Could every line of the data be printed exactly as it reads?
-- TASK DATA follows --
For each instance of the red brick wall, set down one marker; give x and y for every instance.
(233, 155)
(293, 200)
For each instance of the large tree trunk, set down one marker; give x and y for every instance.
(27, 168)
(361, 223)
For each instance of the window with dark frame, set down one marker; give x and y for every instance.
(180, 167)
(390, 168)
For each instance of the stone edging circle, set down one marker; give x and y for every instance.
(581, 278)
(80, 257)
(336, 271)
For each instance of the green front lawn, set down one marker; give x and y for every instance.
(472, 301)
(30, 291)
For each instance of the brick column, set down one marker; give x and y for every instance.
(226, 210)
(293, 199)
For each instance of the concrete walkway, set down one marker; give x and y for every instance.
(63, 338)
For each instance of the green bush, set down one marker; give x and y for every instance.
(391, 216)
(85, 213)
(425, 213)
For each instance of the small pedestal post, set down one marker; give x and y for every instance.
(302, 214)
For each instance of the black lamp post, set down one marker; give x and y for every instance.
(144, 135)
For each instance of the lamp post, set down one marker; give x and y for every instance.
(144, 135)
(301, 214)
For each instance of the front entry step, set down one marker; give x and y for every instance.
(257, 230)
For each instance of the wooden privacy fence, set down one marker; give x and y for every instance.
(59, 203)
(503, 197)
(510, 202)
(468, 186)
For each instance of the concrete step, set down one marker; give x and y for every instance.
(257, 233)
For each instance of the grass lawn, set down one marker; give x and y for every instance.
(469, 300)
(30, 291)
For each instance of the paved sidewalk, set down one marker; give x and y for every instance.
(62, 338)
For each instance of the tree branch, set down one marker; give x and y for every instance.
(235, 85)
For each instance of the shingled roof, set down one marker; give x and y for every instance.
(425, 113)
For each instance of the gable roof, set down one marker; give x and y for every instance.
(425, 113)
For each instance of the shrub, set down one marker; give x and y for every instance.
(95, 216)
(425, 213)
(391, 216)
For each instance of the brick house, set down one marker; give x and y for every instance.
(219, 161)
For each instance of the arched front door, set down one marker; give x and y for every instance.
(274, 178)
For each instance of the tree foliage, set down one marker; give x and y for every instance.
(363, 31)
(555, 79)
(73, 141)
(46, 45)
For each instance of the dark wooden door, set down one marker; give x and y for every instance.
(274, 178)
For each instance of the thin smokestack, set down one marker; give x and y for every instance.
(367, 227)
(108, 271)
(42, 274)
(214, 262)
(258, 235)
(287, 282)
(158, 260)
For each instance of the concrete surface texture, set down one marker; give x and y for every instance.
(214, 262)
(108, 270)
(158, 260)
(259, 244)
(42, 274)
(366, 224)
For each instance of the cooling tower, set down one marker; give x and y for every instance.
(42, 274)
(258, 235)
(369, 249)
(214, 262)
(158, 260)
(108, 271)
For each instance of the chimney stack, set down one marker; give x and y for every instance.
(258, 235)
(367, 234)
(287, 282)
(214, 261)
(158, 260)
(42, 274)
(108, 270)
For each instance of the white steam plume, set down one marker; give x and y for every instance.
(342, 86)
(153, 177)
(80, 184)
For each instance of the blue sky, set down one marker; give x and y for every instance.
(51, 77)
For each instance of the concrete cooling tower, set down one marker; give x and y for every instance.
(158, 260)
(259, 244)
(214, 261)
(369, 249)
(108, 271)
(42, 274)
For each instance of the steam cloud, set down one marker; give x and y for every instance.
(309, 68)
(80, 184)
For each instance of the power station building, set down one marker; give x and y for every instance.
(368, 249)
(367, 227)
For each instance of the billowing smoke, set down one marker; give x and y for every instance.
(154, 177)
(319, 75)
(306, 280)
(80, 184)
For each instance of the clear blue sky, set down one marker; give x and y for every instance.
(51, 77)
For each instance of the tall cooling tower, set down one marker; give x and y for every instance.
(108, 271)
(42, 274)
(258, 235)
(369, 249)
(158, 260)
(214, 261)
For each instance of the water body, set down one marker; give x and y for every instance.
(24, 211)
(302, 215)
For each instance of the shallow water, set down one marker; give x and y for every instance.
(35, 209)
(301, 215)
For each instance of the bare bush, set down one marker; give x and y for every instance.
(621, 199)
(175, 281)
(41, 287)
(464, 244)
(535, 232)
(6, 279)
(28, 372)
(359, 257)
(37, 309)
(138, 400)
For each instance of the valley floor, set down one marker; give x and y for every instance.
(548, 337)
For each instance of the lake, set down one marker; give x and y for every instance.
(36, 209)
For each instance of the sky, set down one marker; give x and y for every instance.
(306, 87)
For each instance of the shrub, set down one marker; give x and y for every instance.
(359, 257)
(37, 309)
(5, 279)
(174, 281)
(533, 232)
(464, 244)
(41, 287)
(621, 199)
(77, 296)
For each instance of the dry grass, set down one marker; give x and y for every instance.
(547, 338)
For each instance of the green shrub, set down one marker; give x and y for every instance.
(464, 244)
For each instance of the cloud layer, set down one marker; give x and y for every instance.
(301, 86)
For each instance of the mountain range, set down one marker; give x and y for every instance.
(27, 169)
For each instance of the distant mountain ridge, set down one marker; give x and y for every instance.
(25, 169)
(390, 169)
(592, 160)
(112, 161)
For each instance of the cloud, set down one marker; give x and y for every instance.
-- TASK DATA concluded --
** EXPECTED ANSWER **
For each instance of the red brick wall, set down one marker; give x and y for every instance.
(233, 155)
(293, 200)
For each instance of the large tree trunk, set down one marker; give x and y for every instance.
(27, 168)
(361, 223)
For each instance of the window with dark frame, set down one marker; give x and y for every instance.
(180, 167)
(390, 168)
For each instance of the stone edging circle, set down one marker; give x and y for every instance.
(581, 278)
(80, 257)
(336, 271)
For each instance of the green front lawn, set down one marker; give x and y for every instance.
(472, 301)
(30, 291)
For each instance of the brick column, set down one marker; give x and y for every instance.
(226, 210)
(293, 199)
For each instance of the concrete walkway, set down one marker; give x and y for every instance.
(63, 338)
For each instance of the green bush, set down one marker; give x and y for every instance.
(391, 216)
(85, 213)
(425, 213)
For each instance of the small pedestal post, set down one marker; give x and y for every instance.
(302, 214)
For each instance of the black lamp post, set down one marker; give x and y for every instance.
(144, 135)
For each instance of the lamp post, set down one marker; give x and y for every instance.
(144, 135)
(301, 214)
For each instance of the front entry step, set down one marker; give x and y for every instance.
(257, 230)
For each instance of the wooden privacy fence, set down one marker; give x and y for every instance.
(59, 203)
(503, 197)
(510, 202)
(468, 186)
For each instance of the concrete step, set down one marker; give x and y for every instance.
(257, 233)
For each instance of the grass lawn, set down one marker; give x and y for every instance.
(469, 300)
(30, 291)
For each instance of the paved sidewalk, set down one marker; give x and y for every instance.
(62, 338)
For each instance of the tree branch, set down one marker; give x and y for every instance.
(235, 85)
For each instance of the shingled roof, set down one marker; give x and y for every instance.
(425, 113)
For each instance of the gable roof, set down one marker; give x and y for every instance.
(425, 113)
For each instance of the shrub, set down one marker; give x and y for every instance.
(95, 216)
(425, 213)
(391, 216)
For each instance of the brick house, set down one marker; give x and y for every instance.
(219, 161)
For each instance of the arched front door, set down one marker; give x and y for every instance.
(274, 178)
For each instance of the tree foliage, set down one marker; give x and y for every instance.
(363, 31)
(555, 79)
(73, 141)
(46, 45)
For each instance of the dark wooden door, set down one marker; give x and y for every instance.
(274, 178)
For each instance of the thin smokestack, set down one marker; give x and y for every instance.
(367, 227)
(108, 271)
(42, 274)
(214, 262)
(258, 235)
(287, 282)
(158, 260)
For each instance of the concrete surface texture, set down one marker; give x and y for every instance.
(214, 262)
(108, 270)
(158, 260)
(259, 244)
(42, 274)
(366, 224)
For each instance of the cooling tower, set down one marker; give x and y for every instance.
(42, 274)
(258, 235)
(369, 249)
(214, 262)
(158, 260)
(108, 271)
For each instance of the chimney stack, set down one marker; give x and y for every instance.
(258, 235)
(367, 234)
(287, 282)
(214, 261)
(158, 260)
(42, 274)
(108, 270)
For each instance of the white steam plume, set down one marker; give x and y for every instance.
(342, 86)
(153, 177)
(80, 184)
For each instance of the blue sky, set down one marker; give x and y for every instance.
(51, 77)
For each instance of the concrete cooling tower, set down one marker; give x and y for every instance.
(158, 260)
(259, 244)
(214, 261)
(369, 249)
(108, 271)
(42, 274)
For each instance of the steam cloud, set down one marker; give x and y for every instance.
(309, 68)
(80, 184)
For each instance of the power station building, set down one marker; give x and y for every instance.
(368, 249)
(367, 227)
For each instance of the billowing smoke, set down one marker; give x and y for every instance.
(154, 177)
(319, 75)
(306, 280)
(80, 184)
For each instance of the clear blue sky, set down one marker; give x and y for every instance.
(51, 77)
For each instance of the tall cooling tower, set down one marker; give x and y for every instance.
(108, 271)
(42, 274)
(258, 235)
(369, 249)
(158, 260)
(214, 261)
For each instance of the water body, set down one marker; give x and y for every instance.
(24, 211)
(302, 215)
For each instance of the shallow water, set down one marker; give x and y for every instance.
(35, 209)
(301, 215)
For each instance of the bare bush, set down one marker; give x and y for every instance.
(621, 199)
(175, 281)
(41, 287)
(464, 244)
(535, 232)
(6, 279)
(28, 372)
(359, 257)
(37, 309)
(138, 400)
For each instance of the valley floor, set down one marker; give x and y for every instance.
(548, 337)
For each instance of the lake, set down one marker; give x and y for every instance.
(36, 209)
For each instance of the sky, set down one marker; give x and y for every instance.
(306, 87)
For each instance of the shrub, set down one marker; give x and y for every instance.
(359, 257)
(37, 309)
(5, 279)
(174, 281)
(533, 232)
(464, 244)
(41, 287)
(621, 199)
(77, 296)
For each instance of the dry grass, set down one marker; give x and y for every instance.
(547, 338)
For each instance of the green shrub, set down one marker; give x and y for every instance.
(464, 244)
For each instance of the cloud layer, set down one marker; give x and y for every instance.
(301, 86)
For each instance of the mountain range, set down one marker; give x and y for every instance.
(27, 169)
For each instance of the distant mountain ridge, set down one marker; give x and y for every instance.
(25, 169)
(390, 169)
(592, 160)
(112, 161)
For each instance of the cloud, set down one marker; give x and y for every instance.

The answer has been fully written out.